Dataset section start

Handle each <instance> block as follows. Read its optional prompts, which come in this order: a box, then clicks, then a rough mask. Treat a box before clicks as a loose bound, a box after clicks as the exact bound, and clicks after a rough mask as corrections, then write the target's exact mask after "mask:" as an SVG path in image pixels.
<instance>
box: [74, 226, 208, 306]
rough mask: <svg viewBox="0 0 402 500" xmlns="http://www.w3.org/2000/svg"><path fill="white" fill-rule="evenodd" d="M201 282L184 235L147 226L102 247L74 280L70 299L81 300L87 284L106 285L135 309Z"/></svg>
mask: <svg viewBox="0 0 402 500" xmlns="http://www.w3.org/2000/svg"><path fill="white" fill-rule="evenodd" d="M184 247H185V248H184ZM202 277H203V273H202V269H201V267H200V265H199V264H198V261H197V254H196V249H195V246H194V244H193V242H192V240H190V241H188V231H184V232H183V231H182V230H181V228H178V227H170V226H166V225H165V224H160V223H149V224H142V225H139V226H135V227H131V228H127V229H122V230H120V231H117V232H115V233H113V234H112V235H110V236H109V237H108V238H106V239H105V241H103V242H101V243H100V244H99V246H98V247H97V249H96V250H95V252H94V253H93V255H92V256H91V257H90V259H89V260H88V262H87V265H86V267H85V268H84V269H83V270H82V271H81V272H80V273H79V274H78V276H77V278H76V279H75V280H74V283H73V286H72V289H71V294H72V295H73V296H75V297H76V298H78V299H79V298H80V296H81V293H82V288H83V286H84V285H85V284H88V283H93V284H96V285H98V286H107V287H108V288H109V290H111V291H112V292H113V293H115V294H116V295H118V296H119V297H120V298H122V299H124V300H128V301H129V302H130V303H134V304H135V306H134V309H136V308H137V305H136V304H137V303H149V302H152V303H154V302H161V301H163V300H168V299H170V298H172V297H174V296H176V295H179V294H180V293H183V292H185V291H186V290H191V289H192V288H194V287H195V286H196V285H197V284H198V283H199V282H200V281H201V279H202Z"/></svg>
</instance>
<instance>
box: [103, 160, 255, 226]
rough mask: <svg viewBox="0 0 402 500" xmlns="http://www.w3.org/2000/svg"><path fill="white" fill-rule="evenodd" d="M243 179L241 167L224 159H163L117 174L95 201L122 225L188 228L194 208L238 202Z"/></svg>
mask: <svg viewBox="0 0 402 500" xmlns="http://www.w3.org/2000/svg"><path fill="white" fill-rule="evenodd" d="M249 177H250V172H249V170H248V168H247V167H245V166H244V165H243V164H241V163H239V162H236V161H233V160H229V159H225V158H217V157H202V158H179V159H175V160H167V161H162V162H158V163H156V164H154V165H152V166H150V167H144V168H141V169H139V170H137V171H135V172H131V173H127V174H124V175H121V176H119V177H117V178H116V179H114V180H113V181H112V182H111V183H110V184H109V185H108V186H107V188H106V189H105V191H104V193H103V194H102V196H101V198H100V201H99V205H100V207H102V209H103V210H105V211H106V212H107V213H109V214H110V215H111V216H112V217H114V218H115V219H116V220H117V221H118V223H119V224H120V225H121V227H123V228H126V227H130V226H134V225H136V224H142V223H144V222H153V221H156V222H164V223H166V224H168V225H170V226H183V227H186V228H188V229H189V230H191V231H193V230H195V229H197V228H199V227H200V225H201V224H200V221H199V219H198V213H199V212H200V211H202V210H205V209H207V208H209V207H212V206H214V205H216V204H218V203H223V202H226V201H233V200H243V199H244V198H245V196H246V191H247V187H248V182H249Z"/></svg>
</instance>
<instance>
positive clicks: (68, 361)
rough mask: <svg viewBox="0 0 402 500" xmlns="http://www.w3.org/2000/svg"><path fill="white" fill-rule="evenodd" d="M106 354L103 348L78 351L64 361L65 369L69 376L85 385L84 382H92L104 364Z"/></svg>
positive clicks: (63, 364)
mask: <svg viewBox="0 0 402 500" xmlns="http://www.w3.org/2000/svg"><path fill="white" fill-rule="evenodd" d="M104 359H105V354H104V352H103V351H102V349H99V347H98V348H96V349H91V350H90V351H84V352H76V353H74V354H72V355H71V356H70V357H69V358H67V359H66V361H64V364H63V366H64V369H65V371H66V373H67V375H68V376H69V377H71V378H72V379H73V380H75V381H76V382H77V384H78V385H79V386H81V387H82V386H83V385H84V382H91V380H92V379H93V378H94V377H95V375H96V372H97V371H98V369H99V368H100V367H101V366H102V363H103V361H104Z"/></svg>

Dataset section end

All that is wanted is the run of lines from the start of the data through the line containing "box: [74, 226, 208, 306]", copied word for word.

Handle each <instance> block as follows. Read its optional prompts, which come in this order: a box, then clicks, then a rough mask. Treat a box before clicks as a loose bound, a box after clicks as the exact bound, and clicks after a rough mask as corrections, then write the target's exact mask after "mask:" as an SVG path in image pixels.
<instance>
box: [74, 226, 208, 306]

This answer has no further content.